In the Melrose housing article, rewrite the passage starting with "MELROSE — A" and going on through "at The Bridge.", swapping "veterans" for "former service members" wherever it occurs.

■ Source extract ■
--------
MELROSE — A supportive housing building for homeless veterans with mental health issues and a new affordable housing building for families is slated for the South Bronx by the summer of 2017.

The buildings would be located adjacent to each other at 161st Street and Elton Avenue on a largely vacant site known as the Melrose Commons.

The Bridge, a supportive housing group, would run the building for veterans, which would be nine stories tall and consist of 58 studio apartments.

Planned on-site amenities include a peer counselor, job training services, a computer lab and some type of rooftop gardening program that will provide tenants with access to free vegetables, according to Carole Gordon, senior vice president for housing development at The Bridge.

"We’ll be doing a horticultural training program with the Horticultural Society of New York, which is something we’ve been doing for a number of years," she said. "Behind several of our residential buildings, we develop gardens and farms. The idea of providing vocational training is key."
--------
■ Data extracts ■

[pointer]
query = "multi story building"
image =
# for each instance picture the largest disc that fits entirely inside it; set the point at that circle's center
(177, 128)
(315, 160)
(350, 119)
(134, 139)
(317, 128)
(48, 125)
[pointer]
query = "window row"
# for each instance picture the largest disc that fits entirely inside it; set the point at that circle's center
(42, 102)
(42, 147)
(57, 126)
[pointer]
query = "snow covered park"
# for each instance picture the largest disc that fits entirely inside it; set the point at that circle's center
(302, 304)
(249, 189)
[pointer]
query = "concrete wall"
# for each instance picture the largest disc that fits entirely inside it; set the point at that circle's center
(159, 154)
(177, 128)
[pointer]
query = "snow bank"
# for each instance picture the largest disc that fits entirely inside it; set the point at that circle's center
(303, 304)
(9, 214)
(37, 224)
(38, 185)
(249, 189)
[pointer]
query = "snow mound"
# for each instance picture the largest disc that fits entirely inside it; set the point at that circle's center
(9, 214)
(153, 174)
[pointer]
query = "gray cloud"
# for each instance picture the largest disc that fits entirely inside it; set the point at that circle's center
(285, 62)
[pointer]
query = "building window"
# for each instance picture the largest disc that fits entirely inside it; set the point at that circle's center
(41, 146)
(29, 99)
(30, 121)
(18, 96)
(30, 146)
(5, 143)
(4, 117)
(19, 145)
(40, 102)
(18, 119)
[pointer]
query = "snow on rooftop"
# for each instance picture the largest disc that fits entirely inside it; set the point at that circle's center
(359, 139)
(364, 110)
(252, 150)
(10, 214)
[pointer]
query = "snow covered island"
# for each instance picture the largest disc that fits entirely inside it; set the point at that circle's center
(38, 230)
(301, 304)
--------
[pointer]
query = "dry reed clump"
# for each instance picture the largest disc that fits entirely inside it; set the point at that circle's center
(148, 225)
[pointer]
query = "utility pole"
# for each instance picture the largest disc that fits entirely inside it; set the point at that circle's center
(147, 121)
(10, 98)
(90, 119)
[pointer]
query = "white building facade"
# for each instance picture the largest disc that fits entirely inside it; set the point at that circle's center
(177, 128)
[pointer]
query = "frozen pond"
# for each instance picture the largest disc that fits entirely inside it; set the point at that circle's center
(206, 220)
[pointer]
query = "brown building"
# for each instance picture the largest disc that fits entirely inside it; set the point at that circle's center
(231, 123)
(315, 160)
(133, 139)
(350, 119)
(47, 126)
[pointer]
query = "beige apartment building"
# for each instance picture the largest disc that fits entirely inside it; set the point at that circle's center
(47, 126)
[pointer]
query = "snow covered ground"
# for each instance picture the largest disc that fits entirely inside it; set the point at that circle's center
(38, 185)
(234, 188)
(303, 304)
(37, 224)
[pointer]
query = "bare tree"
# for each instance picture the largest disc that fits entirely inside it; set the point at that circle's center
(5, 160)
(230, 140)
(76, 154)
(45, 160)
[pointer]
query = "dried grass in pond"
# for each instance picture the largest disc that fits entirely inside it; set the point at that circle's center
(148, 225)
--------
■ Solution to this exercise ■
MELROSE — A supportive housing building for homeless former service members with mental health issues and a new affordable housing building for families is slated for the South Bronx by the summer of 2017.

The buildings would be located adjacent to each other at 161st Street and Elton Avenue on a largely vacant site known as the Melrose Commons.

The Bridge, a supportive housing group, would run the building for former service members, which would be nine stories tall and consist of 58 studio apartments.

Planned on-site amenities include a peer counselor, job training services, a computer lab and some type of rooftop gardening program that will provide tenants with access to free vegetables, according to Carole Gordon, senior vice president for housing development at The Bridge.